▸ **MATERIAL**
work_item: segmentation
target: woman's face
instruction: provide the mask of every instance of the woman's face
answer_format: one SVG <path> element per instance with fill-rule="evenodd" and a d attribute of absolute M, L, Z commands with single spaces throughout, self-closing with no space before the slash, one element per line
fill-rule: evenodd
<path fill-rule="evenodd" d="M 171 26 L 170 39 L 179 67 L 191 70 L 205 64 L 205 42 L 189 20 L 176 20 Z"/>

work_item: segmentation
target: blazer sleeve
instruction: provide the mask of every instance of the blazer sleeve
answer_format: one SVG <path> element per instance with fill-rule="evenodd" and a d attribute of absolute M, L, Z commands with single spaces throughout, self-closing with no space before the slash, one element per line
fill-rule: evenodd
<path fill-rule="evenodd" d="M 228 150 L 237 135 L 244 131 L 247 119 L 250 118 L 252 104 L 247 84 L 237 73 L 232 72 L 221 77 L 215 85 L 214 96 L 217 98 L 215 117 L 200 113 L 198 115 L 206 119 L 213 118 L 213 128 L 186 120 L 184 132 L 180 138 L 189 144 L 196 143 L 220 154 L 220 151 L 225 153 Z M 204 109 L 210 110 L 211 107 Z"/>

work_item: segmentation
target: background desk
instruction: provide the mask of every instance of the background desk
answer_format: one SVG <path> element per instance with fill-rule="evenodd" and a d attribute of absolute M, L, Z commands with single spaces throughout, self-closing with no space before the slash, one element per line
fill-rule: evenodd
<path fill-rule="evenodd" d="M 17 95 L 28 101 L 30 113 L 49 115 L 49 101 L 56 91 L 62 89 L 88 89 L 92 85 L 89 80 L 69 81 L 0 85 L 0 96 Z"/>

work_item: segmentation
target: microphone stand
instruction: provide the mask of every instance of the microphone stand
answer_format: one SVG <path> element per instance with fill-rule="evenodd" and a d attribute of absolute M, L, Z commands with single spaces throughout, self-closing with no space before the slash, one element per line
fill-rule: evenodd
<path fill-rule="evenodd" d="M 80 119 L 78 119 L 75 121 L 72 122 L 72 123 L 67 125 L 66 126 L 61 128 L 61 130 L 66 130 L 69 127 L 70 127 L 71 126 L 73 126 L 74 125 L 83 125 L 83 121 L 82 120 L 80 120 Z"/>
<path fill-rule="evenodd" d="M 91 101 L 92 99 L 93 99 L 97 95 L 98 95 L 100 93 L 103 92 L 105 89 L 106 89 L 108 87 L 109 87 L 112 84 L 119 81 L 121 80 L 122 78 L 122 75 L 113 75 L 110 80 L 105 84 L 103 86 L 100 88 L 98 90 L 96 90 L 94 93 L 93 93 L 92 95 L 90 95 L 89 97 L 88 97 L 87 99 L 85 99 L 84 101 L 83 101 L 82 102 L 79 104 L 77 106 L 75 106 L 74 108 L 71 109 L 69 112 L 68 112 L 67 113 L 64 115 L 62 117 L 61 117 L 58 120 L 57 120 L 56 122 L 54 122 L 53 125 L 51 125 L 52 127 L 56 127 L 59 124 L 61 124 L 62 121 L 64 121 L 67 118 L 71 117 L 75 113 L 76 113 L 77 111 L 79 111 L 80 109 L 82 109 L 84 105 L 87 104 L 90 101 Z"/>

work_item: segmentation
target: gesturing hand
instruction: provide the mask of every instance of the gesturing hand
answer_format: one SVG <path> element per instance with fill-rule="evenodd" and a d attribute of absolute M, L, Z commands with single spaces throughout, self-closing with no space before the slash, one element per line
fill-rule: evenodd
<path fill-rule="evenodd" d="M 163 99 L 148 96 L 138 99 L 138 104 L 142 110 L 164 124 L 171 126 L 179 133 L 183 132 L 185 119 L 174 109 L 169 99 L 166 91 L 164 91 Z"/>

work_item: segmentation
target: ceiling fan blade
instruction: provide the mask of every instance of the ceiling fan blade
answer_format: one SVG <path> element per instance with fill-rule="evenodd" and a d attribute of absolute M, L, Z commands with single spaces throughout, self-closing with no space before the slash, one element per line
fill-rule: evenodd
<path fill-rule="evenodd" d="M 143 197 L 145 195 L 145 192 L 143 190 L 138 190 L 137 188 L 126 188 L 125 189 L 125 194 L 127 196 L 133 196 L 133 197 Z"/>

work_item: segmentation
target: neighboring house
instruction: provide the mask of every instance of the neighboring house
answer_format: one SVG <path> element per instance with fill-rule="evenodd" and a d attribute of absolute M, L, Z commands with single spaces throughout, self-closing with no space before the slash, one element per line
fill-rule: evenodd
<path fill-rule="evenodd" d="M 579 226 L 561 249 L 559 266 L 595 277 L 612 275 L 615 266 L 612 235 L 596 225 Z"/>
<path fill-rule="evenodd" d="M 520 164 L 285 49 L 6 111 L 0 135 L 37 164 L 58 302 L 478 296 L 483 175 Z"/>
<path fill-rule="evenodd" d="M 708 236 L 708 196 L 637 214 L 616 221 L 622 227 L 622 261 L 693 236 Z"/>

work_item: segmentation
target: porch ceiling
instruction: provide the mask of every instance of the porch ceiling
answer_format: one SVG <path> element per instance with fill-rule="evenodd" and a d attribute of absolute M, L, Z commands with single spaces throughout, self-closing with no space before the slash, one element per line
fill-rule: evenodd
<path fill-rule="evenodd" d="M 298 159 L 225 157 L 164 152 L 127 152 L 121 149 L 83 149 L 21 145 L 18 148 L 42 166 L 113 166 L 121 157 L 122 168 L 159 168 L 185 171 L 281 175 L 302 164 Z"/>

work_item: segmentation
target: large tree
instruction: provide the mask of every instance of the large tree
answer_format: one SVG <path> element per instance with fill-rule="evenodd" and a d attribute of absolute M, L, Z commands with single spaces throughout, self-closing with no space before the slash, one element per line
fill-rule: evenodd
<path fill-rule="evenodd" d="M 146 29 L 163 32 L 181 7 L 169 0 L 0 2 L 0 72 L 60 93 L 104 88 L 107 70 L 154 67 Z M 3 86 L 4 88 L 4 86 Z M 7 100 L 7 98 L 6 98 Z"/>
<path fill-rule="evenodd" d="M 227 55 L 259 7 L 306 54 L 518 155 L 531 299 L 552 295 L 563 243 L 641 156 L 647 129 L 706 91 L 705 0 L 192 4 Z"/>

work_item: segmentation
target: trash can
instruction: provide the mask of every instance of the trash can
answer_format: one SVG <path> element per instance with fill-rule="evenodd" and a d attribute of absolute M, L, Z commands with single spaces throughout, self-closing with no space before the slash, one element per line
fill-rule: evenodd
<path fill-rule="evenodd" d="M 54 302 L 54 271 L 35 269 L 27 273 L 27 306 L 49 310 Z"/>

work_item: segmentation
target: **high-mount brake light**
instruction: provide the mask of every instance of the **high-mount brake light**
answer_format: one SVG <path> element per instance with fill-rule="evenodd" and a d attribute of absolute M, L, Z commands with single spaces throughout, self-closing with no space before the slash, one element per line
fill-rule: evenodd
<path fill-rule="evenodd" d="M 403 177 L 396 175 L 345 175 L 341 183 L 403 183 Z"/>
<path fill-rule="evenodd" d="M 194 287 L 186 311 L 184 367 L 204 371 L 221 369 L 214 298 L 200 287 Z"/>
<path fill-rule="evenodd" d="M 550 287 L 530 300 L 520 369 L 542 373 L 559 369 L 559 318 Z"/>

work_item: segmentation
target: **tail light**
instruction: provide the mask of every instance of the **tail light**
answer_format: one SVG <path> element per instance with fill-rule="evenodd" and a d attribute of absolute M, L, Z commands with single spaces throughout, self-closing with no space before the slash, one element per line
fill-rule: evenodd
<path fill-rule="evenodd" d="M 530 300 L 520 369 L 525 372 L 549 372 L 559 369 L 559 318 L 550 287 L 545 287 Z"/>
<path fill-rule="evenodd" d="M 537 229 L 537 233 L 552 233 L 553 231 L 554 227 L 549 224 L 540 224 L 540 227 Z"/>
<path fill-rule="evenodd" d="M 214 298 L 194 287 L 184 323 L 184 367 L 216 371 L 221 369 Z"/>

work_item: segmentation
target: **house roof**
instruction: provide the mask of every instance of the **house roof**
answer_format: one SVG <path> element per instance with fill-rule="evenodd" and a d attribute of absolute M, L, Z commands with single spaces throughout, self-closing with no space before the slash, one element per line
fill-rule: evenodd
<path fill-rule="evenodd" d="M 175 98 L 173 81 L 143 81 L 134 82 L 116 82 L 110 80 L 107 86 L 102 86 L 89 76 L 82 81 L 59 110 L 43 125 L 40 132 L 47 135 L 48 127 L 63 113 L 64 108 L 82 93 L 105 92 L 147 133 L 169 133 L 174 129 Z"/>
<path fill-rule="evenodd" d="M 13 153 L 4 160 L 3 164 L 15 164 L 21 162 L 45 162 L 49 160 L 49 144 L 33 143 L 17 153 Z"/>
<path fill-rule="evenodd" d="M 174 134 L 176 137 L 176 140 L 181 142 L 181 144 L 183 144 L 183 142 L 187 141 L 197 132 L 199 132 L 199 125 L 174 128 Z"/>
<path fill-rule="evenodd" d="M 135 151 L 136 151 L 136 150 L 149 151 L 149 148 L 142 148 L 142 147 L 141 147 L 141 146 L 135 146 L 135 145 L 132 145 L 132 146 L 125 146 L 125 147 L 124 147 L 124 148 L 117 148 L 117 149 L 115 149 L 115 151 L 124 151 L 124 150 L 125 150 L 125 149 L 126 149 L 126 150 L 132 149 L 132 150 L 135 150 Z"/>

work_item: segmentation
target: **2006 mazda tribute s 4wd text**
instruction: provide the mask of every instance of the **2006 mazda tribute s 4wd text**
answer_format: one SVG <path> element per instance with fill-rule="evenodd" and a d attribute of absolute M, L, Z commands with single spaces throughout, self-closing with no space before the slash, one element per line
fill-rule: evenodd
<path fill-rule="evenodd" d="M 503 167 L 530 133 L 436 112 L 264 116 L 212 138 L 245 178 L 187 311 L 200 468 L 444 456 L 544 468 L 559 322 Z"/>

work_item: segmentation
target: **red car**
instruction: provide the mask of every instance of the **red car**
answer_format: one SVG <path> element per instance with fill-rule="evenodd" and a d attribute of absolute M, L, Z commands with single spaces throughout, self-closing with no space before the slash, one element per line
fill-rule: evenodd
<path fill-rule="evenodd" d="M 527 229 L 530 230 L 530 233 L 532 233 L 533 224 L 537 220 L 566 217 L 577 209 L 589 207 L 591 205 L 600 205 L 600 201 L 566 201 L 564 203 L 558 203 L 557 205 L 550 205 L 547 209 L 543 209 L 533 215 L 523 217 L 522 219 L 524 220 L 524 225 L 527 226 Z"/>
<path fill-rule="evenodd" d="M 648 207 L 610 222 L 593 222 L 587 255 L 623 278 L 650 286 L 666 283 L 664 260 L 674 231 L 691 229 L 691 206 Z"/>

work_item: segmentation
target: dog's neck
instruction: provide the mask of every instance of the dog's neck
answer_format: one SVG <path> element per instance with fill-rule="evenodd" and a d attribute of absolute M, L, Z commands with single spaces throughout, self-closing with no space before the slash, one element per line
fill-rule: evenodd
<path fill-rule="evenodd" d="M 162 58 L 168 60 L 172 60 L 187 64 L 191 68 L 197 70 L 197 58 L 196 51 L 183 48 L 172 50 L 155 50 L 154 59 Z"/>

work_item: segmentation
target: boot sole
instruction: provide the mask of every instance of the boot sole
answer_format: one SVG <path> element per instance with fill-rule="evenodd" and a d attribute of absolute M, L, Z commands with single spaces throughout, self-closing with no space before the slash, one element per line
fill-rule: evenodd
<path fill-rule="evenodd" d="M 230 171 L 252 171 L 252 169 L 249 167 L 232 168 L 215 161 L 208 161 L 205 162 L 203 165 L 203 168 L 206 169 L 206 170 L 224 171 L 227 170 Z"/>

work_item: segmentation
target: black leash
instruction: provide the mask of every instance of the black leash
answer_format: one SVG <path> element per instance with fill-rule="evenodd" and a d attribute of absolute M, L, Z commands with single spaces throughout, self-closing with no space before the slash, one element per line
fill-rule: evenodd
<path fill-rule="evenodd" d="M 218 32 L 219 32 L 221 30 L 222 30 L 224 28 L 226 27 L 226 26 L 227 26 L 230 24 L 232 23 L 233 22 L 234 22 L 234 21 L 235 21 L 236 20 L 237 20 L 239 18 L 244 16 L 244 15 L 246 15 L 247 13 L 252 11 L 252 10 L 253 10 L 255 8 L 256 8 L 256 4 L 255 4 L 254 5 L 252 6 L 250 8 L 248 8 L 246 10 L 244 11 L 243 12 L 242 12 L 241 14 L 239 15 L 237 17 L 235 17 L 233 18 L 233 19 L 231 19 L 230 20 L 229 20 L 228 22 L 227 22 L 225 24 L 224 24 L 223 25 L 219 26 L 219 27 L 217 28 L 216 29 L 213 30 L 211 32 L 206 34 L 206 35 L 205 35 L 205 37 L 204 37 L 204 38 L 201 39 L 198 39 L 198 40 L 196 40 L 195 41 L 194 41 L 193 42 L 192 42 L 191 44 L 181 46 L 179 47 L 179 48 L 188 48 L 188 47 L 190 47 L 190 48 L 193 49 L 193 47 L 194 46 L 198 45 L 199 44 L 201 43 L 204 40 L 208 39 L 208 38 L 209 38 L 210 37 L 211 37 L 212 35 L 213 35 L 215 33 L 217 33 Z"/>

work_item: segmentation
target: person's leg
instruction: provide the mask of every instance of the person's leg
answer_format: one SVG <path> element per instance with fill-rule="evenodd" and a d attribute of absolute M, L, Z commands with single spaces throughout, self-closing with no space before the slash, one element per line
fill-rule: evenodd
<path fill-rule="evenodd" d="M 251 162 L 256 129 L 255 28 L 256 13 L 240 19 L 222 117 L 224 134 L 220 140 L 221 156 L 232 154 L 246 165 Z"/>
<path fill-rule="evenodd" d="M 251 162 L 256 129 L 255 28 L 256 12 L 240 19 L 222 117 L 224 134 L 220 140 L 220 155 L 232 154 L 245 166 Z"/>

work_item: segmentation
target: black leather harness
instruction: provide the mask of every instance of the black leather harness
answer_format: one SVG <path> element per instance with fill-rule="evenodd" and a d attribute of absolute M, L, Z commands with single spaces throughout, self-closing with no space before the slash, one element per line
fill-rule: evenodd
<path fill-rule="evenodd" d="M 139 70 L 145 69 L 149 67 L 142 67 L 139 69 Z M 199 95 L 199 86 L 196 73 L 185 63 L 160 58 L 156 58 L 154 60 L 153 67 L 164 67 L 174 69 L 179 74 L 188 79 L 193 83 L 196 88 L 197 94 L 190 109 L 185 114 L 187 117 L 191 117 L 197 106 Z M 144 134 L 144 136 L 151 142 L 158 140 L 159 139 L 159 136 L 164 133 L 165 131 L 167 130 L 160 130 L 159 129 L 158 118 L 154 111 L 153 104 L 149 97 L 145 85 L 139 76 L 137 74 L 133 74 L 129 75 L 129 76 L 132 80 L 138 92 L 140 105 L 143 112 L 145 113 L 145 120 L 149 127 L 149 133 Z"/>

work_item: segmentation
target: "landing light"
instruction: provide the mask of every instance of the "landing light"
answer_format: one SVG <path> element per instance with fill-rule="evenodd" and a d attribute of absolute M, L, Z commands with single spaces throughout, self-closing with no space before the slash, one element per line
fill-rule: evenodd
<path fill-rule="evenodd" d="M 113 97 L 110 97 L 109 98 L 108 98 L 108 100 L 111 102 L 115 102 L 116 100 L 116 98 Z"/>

▸ **TASK DIRECTIONS**
Pull out every line above that contains the word "blazer", copying each one in full.

▸ **TASK SOLUTION**
target: blazer sleeve
instruction: provide the mask of every instance of the blazer sleeve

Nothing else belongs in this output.